Starting at the line that contains "[tag] one dot per instance, sample [1104,538].", print every remaining line of the entries, unchanged, and output nothing more.
_ _ _ _ _ _ _
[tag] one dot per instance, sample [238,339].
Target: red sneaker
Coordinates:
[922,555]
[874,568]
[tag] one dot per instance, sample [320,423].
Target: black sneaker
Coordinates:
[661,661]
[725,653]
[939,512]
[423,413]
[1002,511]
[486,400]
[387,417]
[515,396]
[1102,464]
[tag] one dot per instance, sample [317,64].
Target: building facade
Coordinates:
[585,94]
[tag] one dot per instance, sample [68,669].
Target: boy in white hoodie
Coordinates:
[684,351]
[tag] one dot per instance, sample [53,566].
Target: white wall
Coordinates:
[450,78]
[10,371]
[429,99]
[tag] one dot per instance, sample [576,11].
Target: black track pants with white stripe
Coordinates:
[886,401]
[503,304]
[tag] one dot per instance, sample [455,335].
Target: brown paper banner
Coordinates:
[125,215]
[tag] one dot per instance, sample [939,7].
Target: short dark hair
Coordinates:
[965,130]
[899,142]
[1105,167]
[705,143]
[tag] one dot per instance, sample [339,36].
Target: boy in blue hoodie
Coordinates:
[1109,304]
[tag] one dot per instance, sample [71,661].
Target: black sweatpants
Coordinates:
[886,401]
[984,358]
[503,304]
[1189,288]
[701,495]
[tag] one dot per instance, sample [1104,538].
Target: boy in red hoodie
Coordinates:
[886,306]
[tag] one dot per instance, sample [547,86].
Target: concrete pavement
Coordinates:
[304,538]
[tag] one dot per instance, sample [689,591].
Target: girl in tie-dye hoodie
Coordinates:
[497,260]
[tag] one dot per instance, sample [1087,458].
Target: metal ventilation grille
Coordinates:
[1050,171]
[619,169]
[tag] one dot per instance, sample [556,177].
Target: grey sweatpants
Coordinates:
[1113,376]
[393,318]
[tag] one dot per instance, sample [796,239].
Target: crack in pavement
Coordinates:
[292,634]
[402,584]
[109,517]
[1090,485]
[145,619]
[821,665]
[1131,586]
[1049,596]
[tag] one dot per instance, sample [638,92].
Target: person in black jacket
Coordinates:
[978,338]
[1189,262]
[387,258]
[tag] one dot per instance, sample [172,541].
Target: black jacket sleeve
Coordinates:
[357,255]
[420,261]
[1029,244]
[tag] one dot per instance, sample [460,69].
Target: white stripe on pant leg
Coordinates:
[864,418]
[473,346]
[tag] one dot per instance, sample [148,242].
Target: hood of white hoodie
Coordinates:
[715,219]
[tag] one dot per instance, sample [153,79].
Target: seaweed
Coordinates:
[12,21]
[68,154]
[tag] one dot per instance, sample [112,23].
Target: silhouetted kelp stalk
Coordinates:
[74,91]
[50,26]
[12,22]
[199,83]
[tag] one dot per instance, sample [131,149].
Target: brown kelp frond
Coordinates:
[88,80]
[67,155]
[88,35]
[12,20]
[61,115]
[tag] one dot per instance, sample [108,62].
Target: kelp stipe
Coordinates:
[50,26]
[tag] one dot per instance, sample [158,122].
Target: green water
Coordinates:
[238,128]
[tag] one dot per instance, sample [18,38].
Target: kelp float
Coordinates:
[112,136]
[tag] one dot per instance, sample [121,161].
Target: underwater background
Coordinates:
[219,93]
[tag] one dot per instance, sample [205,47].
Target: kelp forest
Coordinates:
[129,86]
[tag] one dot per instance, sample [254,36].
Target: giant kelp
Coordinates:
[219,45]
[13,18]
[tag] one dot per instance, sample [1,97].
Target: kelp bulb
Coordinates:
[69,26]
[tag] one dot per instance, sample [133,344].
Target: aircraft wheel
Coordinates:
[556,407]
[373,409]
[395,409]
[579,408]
_ _ _ _ _ _ _
* EXERCISE OUTPUT
[tag] one dot per instance, sample [1104,538].
Target: boy in red hoodie
Coordinates:
[886,306]
[tag] one dot per instance, sample [547,86].
Target: concrete pavement
Coordinates:
[304,538]
[tag] one dot per instance, sample [689,591].
Target: girl in tie-dye hoodie
Coordinates:
[497,260]
[tag] one dot per instance, sample [1087,458].
Target: metal ventilation grille
Coordinates:
[1050,171]
[619,169]
[tag] one dot per instance, sample [556,177].
Target: grey sweatpants
Coordinates:
[1113,376]
[393,318]
[tag] one dot per instance, sample [796,239].
Target: crack in pavement
Coordinates:
[292,634]
[402,584]
[109,517]
[1090,485]
[145,619]
[821,665]
[1131,586]
[1049,596]
[tag] one dot per instance, sample [638,92].
Target: person in black jacket
Coordinates:
[978,338]
[1189,262]
[387,258]
[tag] one dot per instance, sample [172,541].
Target: black jacket sleeve
Coordinates:
[357,255]
[420,261]
[1029,244]
[tag] one dot per instance, sample [460,69].
Target: white stripe on pant leg
Coordinates:
[864,418]
[473,346]
[tag] one dot per instance, sample [148,242].
Target: hood of white hoodie
Coordinates:
[715,219]
[tag] one dot per instance, sample [153,79].
Target: seaweed
Coordinates:
[12,21]
[68,154]
[tag] one dot per instance, sample [112,23].
Target: silhouetted kelp stalk
Coordinates:
[74,91]
[50,26]
[12,22]
[199,83]
[tag] one dot per instance, sample [131,149].
Target: brown kelp frond
Coordinates:
[88,80]
[67,155]
[88,35]
[12,20]
[61,115]
[tag] one dot per instance, sample [108,62].
Target: kelp stipe
Coordinates:
[50,26]
[tag] one dot per instance, sample [158,122].
Target: green water
Coordinates:
[238,128]
[tag] one dot per instance, sample [18,38].
Target: kelp float
Coordinates:
[112,136]
[tag] one dot per instance, sample [121,161].
Target: underwater background
Coordinates:
[219,93]
[tag] one dot per instance, sample [205,47].
Target: kelp forest
Coordinates:
[129,86]
[tag] one dot per instance, sample [254,36].
Target: giant kelp
Coordinates:
[219,45]
[13,18]
[tag] one dot per instance, sample [1,97].
Target: kelp bulb
Coordinates:
[69,26]
[tag] one dot per instance, sample [133,344].
Target: aircraft wheel
Coordinates:
[556,407]
[373,409]
[395,409]
[579,408]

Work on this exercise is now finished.